*What you are asked to do*
Every entry below must be transcribed word for word, and the images must be left out.

*Information shown*
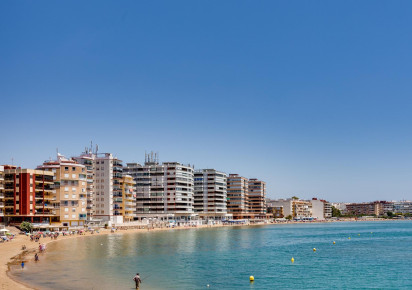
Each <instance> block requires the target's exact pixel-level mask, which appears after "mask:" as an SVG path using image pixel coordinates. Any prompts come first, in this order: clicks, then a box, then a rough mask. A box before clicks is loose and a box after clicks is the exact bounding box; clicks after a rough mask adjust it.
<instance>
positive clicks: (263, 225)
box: [0, 219, 402, 289]
mask: <svg viewBox="0 0 412 290" xmlns="http://www.w3.org/2000/svg"><path fill="white" fill-rule="evenodd" d="M368 221H369V222H370V221H373V222H379V221H381V222H384V221H400V220H388V219H382V220H380V219H379V220H378V219H375V220H355V219H348V220H334V221H315V222H282V223H262V224H246V225H243V224H242V225H238V224H236V225H223V224H218V225H202V226H197V227H187V226H180V227H175V228H167V227H164V228H152V229H150V230H147V229H146V228H145V229H121V230H120V229H119V230H116V231H115V232H114V233H113V234H122V235H123V234H135V233H147V232H152V231H168V230H170V231H173V230H187V229H208V228H220V227H241V226H248V227H249V226H268V225H294V224H318V223H340V222H368ZM401 221H402V220H401ZM108 234H112V232H111V230H110V229H101V230H100V233H94V234H91V233H90V232H86V233H84V234H82V235H77V234H76V235H71V236H60V237H58V239H57V240H52V239H50V238H47V237H46V238H41V240H40V242H31V241H30V237H29V236H26V235H16V236H15V238H14V239H13V241H11V242H7V243H4V244H2V245H0V267H1V268H0V281H1V283H0V287H1V289H36V288H35V287H33V286H32V285H27V284H26V283H25V282H22V281H20V280H17V279H15V278H14V277H13V276H12V275H11V273H10V272H11V271H12V269H11V267H19V266H20V263H21V261H24V262H25V263H27V262H34V254H35V253H37V252H38V251H39V250H38V245H39V243H41V244H45V245H49V244H51V243H53V242H59V241H61V240H67V239H76V238H87V237H91V236H99V235H108ZM23 245H26V250H22V246H23ZM46 249H47V247H46ZM46 251H47V250H46Z"/></svg>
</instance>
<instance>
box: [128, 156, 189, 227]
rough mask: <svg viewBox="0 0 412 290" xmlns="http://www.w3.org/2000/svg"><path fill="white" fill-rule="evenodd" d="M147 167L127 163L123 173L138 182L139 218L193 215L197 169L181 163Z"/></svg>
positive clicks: (150, 161)
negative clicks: (195, 181)
mask: <svg viewBox="0 0 412 290" xmlns="http://www.w3.org/2000/svg"><path fill="white" fill-rule="evenodd" d="M146 161H147V162H145V164H144V165H141V164H138V163H127V166H126V167H125V168H124V172H125V173H126V174H128V175H130V176H132V177H133V179H134V180H135V182H136V215H137V217H138V218H139V219H142V218H152V217H153V218H161V219H163V218H181V219H188V218H189V217H192V216H194V208H193V203H194V183H193V177H194V169H193V168H192V167H191V166H185V165H182V164H180V163H178V162H164V163H163V164H159V163H158V162H157V161H155V160H152V159H150V160H146Z"/></svg>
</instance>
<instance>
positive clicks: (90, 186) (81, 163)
mask: <svg viewBox="0 0 412 290" xmlns="http://www.w3.org/2000/svg"><path fill="white" fill-rule="evenodd" d="M72 159H73V160H75V161H76V162H77V163H79V164H82V165H84V166H85V167H86V182H87V187H86V200H87V205H86V214H87V220H88V221H91V220H93V208H94V201H93V200H94V180H93V175H94V167H93V159H94V155H93V153H91V150H90V151H88V150H87V148H86V151H85V152H84V153H83V154H81V155H80V156H76V157H72Z"/></svg>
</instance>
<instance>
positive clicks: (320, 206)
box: [311, 199, 325, 220]
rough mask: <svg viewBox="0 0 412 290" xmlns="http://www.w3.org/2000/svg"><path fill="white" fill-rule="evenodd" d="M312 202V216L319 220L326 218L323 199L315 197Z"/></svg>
mask: <svg viewBox="0 0 412 290" xmlns="http://www.w3.org/2000/svg"><path fill="white" fill-rule="evenodd" d="M311 203H312V217H313V218H315V219H317V220H324V219H325V205H324V203H323V201H321V200H317V199H313V200H312V201H311Z"/></svg>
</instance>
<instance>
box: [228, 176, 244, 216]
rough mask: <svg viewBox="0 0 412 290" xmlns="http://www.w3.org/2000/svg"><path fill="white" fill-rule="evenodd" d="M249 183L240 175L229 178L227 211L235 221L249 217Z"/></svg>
mask: <svg viewBox="0 0 412 290" xmlns="http://www.w3.org/2000/svg"><path fill="white" fill-rule="evenodd" d="M248 186H249V181H248V179H247V178H246V177H242V176H240V175H239V174H229V177H228V178H227V211H228V213H231V214H232V215H233V218H235V219H241V218H248V217H249V196H248V192H249V189H248Z"/></svg>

*Exercise response*
Each <instance> block requires the target's exact pixel-level mask, which appears after "mask:" as an SVG path using image pixel coordinates. Any prompts come first, in this order: clicks, then a box, then a rough mask. A box before clicks is loose and a box after clicks is the exact bounding box; clicks after a rough mask adjust it.
<instance>
positive clicks: (263, 225)
box: [0, 219, 402, 289]
mask: <svg viewBox="0 0 412 290" xmlns="http://www.w3.org/2000/svg"><path fill="white" fill-rule="evenodd" d="M368 221H369V222H370V221H373V222H379V221H381V222H384V221H400V220H388V219H382V220H380V219H379V220H378V219H375V220H355V219H348V220H334V221H315V222H282V223H262V224H246V225H243V224H242V225H238V224H236V225H223V224H218V225H202V226H197V227H187V226H180V227H175V228H167V227H164V228H152V229H150V230H147V229H146V228H145V229H121V230H120V229H119V230H116V231H115V232H114V233H113V234H122V235H123V234H135V233H147V232H152V231H168V230H170V231H173V230H187V229H208V228H220V227H241V226H248V227H249V226H268V225H294V224H318V223H340V222H368ZM401 221H402V220H401ZM108 234H112V232H111V230H110V229H101V230H100V233H94V234H91V233H90V232H86V233H84V234H82V235H77V234H76V235H71V236H60V237H58V239H57V240H52V239H50V238H47V237H46V238H41V240H40V242H31V241H30V237H29V236H26V235H16V236H15V238H14V239H13V241H11V242H7V243H4V244H2V245H0V267H1V268H0V281H1V283H0V287H1V289H36V288H35V287H33V286H32V285H27V284H26V283H25V282H22V281H20V280H17V279H15V278H14V277H13V276H12V275H11V273H10V272H11V271H12V269H11V267H19V266H20V263H21V261H24V262H25V263H27V262H34V254H35V253H37V252H38V251H39V250H38V245H39V243H41V244H45V245H49V244H51V243H53V242H59V241H61V240H67V239H76V238H87V237H91V236H99V235H108ZM23 245H26V250H22V246H23ZM46 249H47V247H46ZM46 251H47V250H46Z"/></svg>
</instance>
<instance>
box: [128, 156, 189, 227]
rough mask: <svg viewBox="0 0 412 290" xmlns="http://www.w3.org/2000/svg"><path fill="white" fill-rule="evenodd" d="M147 167L127 163L123 173L138 182L139 218L193 215L197 169L181 163Z"/></svg>
positive clicks: (150, 161)
negative clicks: (195, 181)
mask: <svg viewBox="0 0 412 290" xmlns="http://www.w3.org/2000/svg"><path fill="white" fill-rule="evenodd" d="M146 161H147V162H145V164H144V165H141V164H138V163H127V166H126V167H125V168H124V172H125V173H126V174H128V175H130V176H132V177H133V179H134V180H135V182H136V215H137V217H138V218H139V219H142V218H152V217H153V218H161V219H163V218H181V219H188V218H189V217H192V216H194V208H193V203H194V183H193V177H194V169H193V168H192V167H191V166H185V165H182V164H180V163H178V162H164V163H163V164H159V163H158V162H157V161H155V160H152V159H150V160H146Z"/></svg>
</instance>
<instance>
positive clicks: (90, 186) (81, 163)
mask: <svg viewBox="0 0 412 290" xmlns="http://www.w3.org/2000/svg"><path fill="white" fill-rule="evenodd" d="M72 159H73V160H75V161H76V162H77V163H79V164H82V165H84V166H85V167H86V182H87V187H86V200H87V205H86V214H87V220H88V221H91V220H93V208H94V201H93V200H94V180H93V175H94V167H93V159H94V155H93V153H91V150H90V151H88V150H87V148H86V151H85V152H84V153H83V154H81V155H80V156H76V157H72Z"/></svg>
</instance>
<instance>
positive clicks: (320, 206)
box: [311, 199, 325, 220]
rough mask: <svg viewBox="0 0 412 290" xmlns="http://www.w3.org/2000/svg"><path fill="white" fill-rule="evenodd" d="M312 202V216L319 220L326 218L323 199L315 197Z"/></svg>
mask: <svg viewBox="0 0 412 290" xmlns="http://www.w3.org/2000/svg"><path fill="white" fill-rule="evenodd" d="M311 203H312V217H313V218H315V219H317V220H324V219H325V205H324V203H323V201H321V200H317V199H313V200H312V201H311Z"/></svg>
</instance>
<instance>
box: [228, 176, 244, 216]
rough mask: <svg viewBox="0 0 412 290" xmlns="http://www.w3.org/2000/svg"><path fill="white" fill-rule="evenodd" d="M249 183L240 175L229 178L227 211L235 221L249 217Z"/></svg>
mask: <svg viewBox="0 0 412 290" xmlns="http://www.w3.org/2000/svg"><path fill="white" fill-rule="evenodd" d="M248 186H249V181H248V179H247V178H246V177H242V176H240V175H239V174H229V177H228V178H227V211H228V213H231V214H232V215H233V218H235V219H241V218H248V217H249V196H248V192H249V189H248Z"/></svg>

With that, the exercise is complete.